Jacobus de Meerdere, Den Dungen


De ramen

In de kerk van Den Dungen bevinden zich zowel ornamentele ramen als figuratieve ramen.

De meeste ornamentramen zijn door parochianen geschonken tijdens het pastoraat van pastoor Th. van Beek (1892-1914). Het grote ornamentraam in de voormalige torenkamer, de huidige orgelruimte, is een schenking uit 1899 van de pastoor zelf. Tussen 1900 en 1902 worden drie ornamentramen aangebracht in de doopkapel (sinds 1965 Mariakapel) en zeven aan de linker- en rechterzijde van het priesterkoor. Van de ramen in het priesterkoor, voorzien van eucharistische symbolen, zijn er zes bij de verbouwing in 1927 door Joseph Cuypers korter gemaakt.

In 1910 worden nog zeven ornamentramen geplaatst in de congregatiekapel. Al deze ramen zijn van het Roermondse atelier F. Nicolas & Zonen en de meeste zijn vermoedelijk vervaardigd door G. Mesterom, die daar eerst als glasschilder en later als chef d’atelier in dienst is.

De figuratieve glas-in-loodramen in de zijbeuken en -kapellen, de dwarspanden en de apsis dateren van 1926-1930. Ze vervingen eenvoudige ramen uit 1859, opgebouwd uit vierkante, in lood gezette glasruitjes. Ook deze ramen zijn van de firma F. Nicolas & Zonen en naar het schijnt heeft Cuypers een aantal ontwerpen gemaakt. De lokale geschiedschrijving noemt ook Max Weiss, die voor het atelier van Nicolas heeft gewerkt, als mogelijke ontwerper, maar onduidelijk is op welke gronden. Weiss, geboren in 1910, was toentertijd nog zeer jong voor een dergelijke opdracht. Nader onderzoek zou kunnen uitwijzen wat zijn inbreng precies is geweest.

### Verzamelde gegevens

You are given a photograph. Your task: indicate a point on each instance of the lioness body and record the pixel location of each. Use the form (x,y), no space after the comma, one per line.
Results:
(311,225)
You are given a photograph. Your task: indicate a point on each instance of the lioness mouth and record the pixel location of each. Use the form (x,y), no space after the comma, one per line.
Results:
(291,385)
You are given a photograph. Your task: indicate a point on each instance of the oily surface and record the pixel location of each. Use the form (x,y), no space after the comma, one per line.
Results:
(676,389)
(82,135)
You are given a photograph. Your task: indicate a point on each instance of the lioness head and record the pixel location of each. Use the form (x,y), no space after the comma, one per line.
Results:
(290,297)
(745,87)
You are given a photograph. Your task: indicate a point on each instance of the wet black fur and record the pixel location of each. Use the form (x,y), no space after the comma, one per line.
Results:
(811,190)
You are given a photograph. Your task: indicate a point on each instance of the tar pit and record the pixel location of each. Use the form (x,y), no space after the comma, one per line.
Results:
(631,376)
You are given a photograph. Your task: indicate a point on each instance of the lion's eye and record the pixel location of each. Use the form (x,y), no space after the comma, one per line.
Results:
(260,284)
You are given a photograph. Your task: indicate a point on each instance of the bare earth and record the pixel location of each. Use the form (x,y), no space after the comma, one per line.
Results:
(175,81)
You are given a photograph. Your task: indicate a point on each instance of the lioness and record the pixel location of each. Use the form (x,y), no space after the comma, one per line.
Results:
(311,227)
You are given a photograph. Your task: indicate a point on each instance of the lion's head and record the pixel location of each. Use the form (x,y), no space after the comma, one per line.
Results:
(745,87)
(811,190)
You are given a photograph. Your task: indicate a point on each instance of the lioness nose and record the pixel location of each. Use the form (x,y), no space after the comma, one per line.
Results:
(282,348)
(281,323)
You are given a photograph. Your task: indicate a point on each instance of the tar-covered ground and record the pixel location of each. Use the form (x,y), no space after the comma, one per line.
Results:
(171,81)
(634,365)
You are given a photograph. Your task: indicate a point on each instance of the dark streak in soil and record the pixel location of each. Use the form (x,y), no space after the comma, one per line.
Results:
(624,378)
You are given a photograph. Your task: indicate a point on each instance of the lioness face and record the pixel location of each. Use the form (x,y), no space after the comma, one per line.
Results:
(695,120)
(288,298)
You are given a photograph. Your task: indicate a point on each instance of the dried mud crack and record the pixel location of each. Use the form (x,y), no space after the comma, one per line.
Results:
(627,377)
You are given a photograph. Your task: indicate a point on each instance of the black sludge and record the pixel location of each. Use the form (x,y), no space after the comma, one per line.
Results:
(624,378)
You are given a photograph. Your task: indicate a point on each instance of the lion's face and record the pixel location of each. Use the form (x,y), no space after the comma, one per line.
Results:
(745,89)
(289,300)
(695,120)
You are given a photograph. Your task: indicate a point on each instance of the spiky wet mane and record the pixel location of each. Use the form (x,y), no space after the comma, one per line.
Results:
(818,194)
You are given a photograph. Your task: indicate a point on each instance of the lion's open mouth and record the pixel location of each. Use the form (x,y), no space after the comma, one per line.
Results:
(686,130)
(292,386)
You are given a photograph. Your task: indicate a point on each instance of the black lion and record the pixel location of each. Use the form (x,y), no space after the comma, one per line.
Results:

### Opdracht
In welk jaar schonk de pastoor zelf het grote ornamentraam in de voormalige torenkamer, volgens de tekst over de ramen van de kerk in Den Dungen?

### Uitwerking
In 1899.